## INSTRUCTIONS TO FOLLOW
Show each line of the listing below that contains the word "machine", copying every such line in full.

## AVAILABLE RECORDS

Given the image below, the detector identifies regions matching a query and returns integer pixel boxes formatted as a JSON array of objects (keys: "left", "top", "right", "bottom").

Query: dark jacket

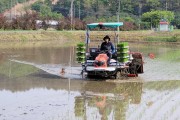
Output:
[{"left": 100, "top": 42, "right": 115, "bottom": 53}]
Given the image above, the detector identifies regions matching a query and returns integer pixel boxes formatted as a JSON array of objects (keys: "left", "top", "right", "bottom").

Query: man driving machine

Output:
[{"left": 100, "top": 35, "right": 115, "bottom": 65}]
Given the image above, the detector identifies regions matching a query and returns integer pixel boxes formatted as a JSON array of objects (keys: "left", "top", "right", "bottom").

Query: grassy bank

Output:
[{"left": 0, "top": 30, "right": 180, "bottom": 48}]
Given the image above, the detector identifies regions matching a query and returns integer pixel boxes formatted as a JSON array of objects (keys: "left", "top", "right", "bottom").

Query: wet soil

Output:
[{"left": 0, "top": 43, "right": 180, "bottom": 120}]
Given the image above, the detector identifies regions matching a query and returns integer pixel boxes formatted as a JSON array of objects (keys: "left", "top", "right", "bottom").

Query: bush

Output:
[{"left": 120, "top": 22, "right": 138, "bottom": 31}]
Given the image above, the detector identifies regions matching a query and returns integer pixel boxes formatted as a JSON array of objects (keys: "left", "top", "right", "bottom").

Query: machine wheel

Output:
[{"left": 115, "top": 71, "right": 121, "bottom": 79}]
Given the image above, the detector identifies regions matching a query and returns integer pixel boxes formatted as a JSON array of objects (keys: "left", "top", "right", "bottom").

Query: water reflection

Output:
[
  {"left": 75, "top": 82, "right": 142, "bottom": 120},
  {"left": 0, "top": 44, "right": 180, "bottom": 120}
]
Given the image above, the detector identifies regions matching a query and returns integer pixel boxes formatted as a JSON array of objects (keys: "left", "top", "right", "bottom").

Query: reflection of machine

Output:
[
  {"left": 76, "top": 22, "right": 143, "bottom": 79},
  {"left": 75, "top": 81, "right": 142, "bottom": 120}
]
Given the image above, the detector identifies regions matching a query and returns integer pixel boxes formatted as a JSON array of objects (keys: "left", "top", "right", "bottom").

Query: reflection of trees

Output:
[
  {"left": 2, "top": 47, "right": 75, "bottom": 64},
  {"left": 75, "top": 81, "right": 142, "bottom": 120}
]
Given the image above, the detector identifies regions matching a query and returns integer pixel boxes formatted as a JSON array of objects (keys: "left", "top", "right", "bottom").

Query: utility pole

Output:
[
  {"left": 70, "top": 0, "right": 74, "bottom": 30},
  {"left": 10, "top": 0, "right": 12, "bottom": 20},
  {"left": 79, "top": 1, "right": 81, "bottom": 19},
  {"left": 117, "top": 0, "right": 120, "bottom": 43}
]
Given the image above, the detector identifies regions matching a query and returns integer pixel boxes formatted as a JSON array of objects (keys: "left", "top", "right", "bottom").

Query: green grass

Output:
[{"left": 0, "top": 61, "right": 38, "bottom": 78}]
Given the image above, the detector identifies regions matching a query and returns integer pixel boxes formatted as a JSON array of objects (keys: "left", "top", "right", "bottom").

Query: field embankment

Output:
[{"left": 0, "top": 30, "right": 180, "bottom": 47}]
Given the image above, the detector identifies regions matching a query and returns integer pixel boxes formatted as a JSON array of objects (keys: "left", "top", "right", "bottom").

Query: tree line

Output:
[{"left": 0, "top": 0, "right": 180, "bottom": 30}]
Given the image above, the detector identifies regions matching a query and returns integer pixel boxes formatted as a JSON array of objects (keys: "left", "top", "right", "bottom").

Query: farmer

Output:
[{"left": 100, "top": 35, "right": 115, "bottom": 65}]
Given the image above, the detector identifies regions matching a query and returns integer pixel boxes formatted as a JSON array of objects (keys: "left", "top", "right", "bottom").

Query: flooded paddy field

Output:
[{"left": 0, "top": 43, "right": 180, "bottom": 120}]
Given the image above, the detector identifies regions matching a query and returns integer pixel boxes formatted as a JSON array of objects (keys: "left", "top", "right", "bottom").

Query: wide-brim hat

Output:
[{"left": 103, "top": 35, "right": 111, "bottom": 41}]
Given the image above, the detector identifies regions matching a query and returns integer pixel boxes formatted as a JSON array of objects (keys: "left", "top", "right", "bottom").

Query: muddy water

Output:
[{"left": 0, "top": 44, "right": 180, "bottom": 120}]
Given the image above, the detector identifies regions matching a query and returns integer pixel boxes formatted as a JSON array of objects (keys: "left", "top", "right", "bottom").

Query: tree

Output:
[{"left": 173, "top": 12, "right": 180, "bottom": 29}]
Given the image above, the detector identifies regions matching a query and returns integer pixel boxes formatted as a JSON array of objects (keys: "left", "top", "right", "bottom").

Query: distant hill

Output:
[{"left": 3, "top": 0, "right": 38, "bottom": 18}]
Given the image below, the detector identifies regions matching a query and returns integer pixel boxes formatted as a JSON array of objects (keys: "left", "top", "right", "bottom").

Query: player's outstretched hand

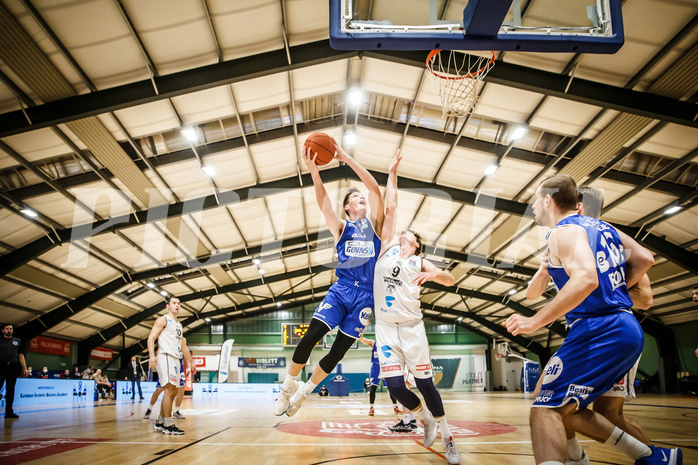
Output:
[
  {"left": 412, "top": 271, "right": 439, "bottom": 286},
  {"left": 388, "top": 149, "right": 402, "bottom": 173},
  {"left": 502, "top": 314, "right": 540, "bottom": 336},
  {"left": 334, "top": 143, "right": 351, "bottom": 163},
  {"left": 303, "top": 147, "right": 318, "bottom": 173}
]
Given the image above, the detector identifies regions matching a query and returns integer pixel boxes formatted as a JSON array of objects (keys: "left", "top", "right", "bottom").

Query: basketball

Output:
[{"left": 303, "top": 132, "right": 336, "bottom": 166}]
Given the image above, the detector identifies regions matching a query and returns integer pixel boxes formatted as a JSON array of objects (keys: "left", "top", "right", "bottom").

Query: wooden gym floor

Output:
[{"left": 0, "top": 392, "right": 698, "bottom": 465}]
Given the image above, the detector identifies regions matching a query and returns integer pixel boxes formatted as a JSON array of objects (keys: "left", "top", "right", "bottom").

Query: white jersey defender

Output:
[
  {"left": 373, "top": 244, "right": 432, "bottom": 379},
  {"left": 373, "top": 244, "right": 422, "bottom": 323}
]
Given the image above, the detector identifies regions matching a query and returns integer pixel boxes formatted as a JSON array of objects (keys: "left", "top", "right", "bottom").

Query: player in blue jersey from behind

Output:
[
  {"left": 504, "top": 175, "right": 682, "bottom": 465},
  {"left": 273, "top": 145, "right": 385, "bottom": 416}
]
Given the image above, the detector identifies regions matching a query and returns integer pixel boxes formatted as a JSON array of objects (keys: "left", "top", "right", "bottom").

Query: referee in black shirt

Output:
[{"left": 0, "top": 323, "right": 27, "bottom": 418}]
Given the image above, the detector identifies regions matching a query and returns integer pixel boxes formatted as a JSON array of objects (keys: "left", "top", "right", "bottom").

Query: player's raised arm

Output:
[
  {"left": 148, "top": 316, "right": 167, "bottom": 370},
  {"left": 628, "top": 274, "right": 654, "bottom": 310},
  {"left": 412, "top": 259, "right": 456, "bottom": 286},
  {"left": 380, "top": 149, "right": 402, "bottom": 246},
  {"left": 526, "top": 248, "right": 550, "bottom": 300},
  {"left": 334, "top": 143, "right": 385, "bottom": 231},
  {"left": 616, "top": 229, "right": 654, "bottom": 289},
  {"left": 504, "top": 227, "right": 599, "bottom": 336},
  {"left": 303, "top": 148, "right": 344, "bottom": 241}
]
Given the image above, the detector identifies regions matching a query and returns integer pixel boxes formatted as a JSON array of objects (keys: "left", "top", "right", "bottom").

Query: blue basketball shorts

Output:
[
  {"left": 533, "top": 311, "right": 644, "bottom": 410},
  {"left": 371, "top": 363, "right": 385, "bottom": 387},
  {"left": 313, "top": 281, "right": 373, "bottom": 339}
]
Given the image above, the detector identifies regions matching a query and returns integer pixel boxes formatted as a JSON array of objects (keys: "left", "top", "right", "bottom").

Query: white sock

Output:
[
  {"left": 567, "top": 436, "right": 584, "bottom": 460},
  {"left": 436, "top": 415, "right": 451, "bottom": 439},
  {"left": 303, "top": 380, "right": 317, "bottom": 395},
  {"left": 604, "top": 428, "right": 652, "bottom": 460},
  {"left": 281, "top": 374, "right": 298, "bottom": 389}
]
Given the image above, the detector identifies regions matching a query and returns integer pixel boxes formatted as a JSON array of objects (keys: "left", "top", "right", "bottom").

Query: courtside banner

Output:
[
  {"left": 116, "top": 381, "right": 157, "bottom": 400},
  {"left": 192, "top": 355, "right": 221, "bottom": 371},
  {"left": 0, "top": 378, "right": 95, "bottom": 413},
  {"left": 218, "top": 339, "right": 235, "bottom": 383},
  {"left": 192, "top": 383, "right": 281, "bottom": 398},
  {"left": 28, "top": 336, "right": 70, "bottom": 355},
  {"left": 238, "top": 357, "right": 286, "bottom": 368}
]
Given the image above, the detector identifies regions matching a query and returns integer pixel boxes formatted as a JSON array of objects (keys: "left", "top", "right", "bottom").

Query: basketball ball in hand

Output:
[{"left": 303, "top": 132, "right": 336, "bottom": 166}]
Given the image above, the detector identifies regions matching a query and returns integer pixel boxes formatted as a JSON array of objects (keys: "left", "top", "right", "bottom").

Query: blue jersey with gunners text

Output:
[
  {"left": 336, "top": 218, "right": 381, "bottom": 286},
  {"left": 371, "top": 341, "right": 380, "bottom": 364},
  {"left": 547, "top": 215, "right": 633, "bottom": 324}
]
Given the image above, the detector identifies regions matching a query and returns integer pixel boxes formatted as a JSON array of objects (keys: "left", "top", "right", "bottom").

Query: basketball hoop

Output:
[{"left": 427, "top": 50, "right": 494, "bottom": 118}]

## THE SOLUTION
Query: man driving machine
Query: machine wheel
Query: reflection of machine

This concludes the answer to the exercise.